» **THE TASK**: Everything from the line containing "Running a dermatology lesion detector. Mark the safety" through the last line of the records below should be printed exactly, please, and nothing else.

» **DATA RECORDS**:
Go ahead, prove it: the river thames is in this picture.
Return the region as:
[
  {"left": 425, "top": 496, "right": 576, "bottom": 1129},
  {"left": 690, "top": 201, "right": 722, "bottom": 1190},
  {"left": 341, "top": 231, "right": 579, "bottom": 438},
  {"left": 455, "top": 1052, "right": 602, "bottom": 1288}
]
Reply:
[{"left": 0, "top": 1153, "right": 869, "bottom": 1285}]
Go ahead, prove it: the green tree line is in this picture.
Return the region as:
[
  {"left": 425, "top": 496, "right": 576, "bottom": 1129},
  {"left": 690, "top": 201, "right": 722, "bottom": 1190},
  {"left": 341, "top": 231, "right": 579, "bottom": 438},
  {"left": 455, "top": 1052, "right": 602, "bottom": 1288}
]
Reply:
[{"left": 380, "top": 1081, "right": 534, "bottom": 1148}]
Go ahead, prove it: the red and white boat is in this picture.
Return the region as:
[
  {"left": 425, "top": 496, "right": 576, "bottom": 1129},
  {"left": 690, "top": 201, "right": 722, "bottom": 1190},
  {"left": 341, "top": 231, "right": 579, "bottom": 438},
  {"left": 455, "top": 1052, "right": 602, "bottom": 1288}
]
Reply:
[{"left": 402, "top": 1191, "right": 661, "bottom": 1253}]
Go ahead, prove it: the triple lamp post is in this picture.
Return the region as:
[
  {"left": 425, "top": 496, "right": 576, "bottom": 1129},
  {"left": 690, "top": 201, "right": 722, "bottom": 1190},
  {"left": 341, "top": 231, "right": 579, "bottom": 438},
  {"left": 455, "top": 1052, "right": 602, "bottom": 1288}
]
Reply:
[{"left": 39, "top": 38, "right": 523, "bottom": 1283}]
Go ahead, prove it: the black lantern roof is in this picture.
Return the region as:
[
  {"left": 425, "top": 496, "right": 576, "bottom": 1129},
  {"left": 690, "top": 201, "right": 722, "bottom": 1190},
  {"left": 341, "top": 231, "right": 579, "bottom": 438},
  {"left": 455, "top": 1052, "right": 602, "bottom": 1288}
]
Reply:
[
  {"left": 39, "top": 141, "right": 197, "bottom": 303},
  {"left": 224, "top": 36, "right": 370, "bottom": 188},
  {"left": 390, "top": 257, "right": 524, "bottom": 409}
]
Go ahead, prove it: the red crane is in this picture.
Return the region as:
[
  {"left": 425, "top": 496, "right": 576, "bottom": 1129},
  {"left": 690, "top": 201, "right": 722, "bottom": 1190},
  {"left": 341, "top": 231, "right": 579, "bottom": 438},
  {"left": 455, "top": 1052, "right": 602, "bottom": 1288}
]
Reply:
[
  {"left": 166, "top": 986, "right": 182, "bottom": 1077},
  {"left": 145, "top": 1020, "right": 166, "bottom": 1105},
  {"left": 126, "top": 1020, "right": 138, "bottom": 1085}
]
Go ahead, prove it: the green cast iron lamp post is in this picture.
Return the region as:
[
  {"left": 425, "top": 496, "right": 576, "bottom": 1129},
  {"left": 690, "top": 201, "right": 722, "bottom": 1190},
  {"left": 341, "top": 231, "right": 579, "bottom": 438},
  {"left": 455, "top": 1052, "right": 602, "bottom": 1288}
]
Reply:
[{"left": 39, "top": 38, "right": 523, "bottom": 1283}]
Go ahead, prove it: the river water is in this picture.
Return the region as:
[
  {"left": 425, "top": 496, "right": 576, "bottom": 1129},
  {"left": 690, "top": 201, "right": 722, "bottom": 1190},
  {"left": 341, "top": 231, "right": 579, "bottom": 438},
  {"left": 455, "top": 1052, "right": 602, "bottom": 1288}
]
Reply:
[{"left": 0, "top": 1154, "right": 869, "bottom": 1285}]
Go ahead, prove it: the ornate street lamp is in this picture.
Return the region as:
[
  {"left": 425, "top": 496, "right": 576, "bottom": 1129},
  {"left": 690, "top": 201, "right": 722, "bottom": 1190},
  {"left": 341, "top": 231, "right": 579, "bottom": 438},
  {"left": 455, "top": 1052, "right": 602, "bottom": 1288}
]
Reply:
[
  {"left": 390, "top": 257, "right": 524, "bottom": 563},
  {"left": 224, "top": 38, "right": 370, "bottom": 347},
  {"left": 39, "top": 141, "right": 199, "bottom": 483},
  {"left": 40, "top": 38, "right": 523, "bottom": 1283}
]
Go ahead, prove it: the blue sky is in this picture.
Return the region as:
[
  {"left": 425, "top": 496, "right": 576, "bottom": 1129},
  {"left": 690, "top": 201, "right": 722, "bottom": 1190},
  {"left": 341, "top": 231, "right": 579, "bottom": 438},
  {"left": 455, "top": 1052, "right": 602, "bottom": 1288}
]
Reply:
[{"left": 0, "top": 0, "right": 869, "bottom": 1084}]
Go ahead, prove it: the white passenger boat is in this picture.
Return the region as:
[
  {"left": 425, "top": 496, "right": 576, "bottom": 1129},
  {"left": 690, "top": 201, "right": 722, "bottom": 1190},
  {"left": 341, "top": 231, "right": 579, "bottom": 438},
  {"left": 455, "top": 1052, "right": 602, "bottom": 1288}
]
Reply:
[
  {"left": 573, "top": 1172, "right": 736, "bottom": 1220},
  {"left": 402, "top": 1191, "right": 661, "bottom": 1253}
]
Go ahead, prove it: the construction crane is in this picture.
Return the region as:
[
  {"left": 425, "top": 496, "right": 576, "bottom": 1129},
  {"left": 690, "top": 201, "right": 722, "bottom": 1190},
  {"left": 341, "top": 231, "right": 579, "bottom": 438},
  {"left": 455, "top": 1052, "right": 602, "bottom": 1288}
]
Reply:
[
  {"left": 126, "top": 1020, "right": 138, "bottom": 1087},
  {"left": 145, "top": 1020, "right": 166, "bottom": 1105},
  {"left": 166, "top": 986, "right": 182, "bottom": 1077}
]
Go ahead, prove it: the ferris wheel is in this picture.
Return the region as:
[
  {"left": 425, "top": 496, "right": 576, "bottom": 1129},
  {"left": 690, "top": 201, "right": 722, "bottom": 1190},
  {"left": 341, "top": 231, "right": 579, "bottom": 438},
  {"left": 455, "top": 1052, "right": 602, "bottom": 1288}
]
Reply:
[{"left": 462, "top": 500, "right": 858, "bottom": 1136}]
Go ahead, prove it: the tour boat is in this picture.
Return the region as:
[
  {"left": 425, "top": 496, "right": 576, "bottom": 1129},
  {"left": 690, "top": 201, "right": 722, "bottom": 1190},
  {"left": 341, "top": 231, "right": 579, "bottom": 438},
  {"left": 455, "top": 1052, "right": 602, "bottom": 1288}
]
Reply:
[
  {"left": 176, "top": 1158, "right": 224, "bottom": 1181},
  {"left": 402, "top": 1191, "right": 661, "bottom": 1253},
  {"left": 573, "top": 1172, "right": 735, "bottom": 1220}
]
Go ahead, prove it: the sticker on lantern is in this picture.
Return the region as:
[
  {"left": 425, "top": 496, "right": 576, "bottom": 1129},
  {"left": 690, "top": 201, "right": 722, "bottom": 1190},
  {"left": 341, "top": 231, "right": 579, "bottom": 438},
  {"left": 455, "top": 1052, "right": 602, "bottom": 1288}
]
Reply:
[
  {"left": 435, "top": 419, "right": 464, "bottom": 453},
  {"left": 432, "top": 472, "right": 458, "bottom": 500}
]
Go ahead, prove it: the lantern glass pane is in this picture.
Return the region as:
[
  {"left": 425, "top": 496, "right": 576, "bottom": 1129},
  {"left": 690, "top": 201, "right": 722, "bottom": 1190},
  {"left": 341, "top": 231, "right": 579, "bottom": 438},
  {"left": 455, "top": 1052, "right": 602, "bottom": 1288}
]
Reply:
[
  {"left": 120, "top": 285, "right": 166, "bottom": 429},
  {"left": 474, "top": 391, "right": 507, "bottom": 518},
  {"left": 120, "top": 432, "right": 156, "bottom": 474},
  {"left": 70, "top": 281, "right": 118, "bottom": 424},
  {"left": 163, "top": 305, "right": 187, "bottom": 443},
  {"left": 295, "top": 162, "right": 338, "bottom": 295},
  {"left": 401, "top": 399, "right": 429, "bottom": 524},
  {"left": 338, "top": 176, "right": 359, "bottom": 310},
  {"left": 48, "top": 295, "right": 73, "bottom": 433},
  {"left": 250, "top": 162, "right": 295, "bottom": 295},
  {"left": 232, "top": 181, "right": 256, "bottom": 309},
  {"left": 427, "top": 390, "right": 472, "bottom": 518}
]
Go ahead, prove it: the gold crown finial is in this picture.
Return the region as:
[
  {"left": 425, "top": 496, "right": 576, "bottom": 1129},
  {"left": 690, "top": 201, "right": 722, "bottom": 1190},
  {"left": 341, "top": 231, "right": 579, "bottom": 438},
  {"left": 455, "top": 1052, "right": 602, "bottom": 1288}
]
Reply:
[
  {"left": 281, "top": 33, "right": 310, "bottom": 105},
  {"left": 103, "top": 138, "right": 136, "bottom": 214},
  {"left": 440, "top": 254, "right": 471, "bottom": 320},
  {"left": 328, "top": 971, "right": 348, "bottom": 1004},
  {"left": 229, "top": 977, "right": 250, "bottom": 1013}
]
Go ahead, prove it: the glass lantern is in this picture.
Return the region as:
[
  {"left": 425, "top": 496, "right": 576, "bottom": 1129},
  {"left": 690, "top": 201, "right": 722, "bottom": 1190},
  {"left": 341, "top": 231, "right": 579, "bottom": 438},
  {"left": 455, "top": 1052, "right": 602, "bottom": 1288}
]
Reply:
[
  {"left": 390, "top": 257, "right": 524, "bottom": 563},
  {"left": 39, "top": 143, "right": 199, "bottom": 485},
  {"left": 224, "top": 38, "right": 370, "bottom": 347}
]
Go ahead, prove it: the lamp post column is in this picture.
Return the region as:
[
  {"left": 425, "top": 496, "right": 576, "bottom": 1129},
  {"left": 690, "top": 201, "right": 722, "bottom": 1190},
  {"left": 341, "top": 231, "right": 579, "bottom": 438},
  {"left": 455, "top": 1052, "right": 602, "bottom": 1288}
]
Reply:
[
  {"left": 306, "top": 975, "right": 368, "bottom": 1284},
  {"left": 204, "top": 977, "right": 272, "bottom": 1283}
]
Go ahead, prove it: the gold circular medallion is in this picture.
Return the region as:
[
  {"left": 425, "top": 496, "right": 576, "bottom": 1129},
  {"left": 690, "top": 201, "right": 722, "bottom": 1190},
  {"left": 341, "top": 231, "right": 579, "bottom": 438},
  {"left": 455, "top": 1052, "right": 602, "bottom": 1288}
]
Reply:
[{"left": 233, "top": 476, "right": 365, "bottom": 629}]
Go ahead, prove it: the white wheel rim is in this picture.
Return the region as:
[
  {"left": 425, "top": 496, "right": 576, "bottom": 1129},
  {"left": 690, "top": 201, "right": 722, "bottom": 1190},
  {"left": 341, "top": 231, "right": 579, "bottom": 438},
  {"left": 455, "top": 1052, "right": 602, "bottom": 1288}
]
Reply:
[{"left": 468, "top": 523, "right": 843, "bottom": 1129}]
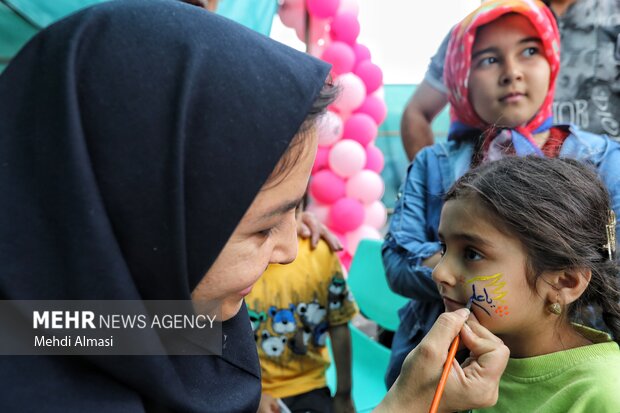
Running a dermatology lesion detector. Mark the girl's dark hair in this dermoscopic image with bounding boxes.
[266,77,340,186]
[445,156,620,341]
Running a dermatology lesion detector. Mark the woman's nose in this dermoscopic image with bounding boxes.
[433,255,456,287]
[269,214,297,264]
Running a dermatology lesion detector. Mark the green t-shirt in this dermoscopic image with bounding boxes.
[474,325,620,413]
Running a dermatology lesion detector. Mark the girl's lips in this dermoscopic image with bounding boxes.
[500,93,525,103]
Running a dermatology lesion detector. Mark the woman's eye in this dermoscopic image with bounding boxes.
[465,248,483,261]
[257,228,273,238]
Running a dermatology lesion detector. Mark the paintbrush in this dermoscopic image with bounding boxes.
[428,299,471,413]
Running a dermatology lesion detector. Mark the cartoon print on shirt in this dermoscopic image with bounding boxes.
[248,308,267,341]
[269,304,296,334]
[261,330,288,357]
[327,274,348,310]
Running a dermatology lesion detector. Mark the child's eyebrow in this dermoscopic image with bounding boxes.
[471,47,498,60]
[438,233,493,247]
[519,36,542,43]
[471,36,542,60]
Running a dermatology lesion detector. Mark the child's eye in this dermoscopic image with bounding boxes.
[523,47,540,56]
[465,248,484,261]
[478,56,498,67]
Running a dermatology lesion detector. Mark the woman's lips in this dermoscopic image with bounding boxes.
[499,93,525,103]
[442,297,465,311]
[239,284,254,297]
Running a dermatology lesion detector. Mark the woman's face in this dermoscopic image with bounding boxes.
[192,130,317,320]
[469,14,551,128]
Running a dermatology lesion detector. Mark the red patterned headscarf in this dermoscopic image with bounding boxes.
[444,0,560,148]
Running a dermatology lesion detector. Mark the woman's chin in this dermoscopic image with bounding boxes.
[222,300,243,321]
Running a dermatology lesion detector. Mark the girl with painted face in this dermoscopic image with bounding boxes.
[0,0,507,413]
[433,156,620,413]
[383,0,620,385]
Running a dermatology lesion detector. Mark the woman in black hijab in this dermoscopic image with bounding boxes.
[0,0,501,413]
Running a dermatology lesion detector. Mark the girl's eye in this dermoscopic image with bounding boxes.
[257,228,272,238]
[478,56,498,67]
[465,248,484,261]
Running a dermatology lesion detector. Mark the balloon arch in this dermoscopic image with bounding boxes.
[278,0,387,268]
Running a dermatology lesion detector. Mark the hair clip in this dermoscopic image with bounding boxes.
[604,209,616,260]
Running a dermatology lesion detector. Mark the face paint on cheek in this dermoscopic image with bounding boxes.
[466,273,509,317]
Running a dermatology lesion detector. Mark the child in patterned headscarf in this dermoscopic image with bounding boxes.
[383,0,620,386]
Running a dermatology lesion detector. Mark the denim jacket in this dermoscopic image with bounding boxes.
[383,125,620,386]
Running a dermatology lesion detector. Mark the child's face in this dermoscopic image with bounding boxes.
[469,14,551,128]
[433,197,545,340]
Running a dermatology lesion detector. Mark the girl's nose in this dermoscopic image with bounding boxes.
[499,59,523,86]
[269,213,297,264]
[433,255,456,287]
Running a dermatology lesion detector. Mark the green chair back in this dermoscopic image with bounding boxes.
[347,239,408,331]
[326,324,390,413]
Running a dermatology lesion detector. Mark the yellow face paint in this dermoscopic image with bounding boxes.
[466,272,506,304]
[466,273,509,317]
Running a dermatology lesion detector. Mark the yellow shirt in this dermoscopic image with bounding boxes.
[246,239,357,397]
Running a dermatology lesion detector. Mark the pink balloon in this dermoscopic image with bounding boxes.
[328,139,366,178]
[306,0,340,19]
[311,146,330,175]
[278,4,306,31]
[354,60,383,94]
[364,145,385,173]
[355,95,387,125]
[338,0,360,16]
[346,169,385,205]
[310,169,346,204]
[338,252,353,270]
[347,225,381,255]
[373,86,385,101]
[306,202,332,224]
[321,42,355,74]
[333,73,366,113]
[329,198,365,233]
[364,201,387,230]
[329,13,360,46]
[318,111,344,147]
[310,19,330,44]
[282,0,305,8]
[342,113,377,146]
[353,43,370,66]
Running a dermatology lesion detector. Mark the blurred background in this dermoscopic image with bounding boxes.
[0,0,479,212]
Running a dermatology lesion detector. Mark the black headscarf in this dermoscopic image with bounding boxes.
[0,0,329,413]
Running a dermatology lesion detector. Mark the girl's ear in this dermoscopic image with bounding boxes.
[539,268,592,307]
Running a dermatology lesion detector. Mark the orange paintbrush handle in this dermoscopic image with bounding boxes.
[428,336,461,413]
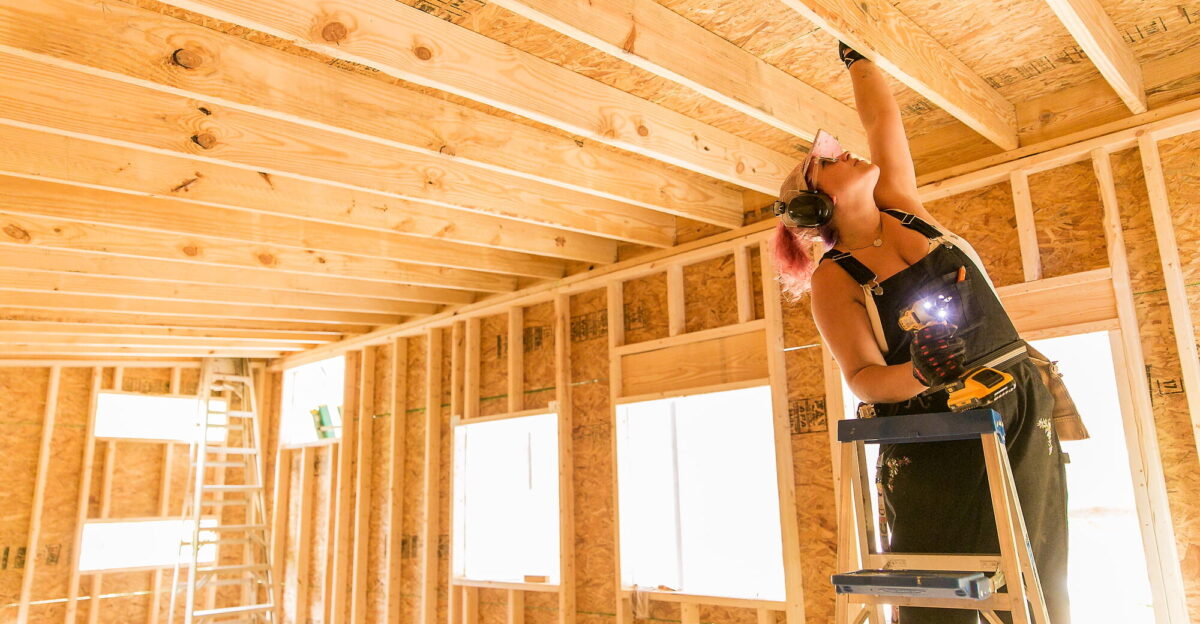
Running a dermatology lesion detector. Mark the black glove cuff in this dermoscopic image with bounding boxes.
[838,41,866,70]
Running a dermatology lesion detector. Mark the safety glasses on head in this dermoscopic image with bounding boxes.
[772,130,842,228]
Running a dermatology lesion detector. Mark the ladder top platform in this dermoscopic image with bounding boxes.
[838,409,1004,444]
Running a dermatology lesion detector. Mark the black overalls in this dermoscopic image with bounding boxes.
[822,210,1070,624]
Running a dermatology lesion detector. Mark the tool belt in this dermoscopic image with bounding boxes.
[858,340,1091,442]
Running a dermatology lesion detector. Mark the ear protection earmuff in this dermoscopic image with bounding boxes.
[772,191,833,228]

» **SOLVED PROBLEM**:
Running a dermatology lesion detector. Mark the safety glasses on head in this dermoscopic image with bounding boxes.
[772,130,842,228]
Running a dermatology lesion detector. Mark the ladder top platform in this dermoscopic image with bounding boxes.
[838,409,1004,444]
Running a dermatology lesion detector. Mark the black overalls in this dermoscopic image with bounding boxes.
[822,210,1070,624]
Running a dermatology lesion detector. Mark the tool belt in this dermoscopic image with bounding boxes.
[858,340,1091,442]
Running a dermatology lesion detector. Mark the ear protection earmuff in this dermoscopic image with bounding boxes.
[772,191,833,228]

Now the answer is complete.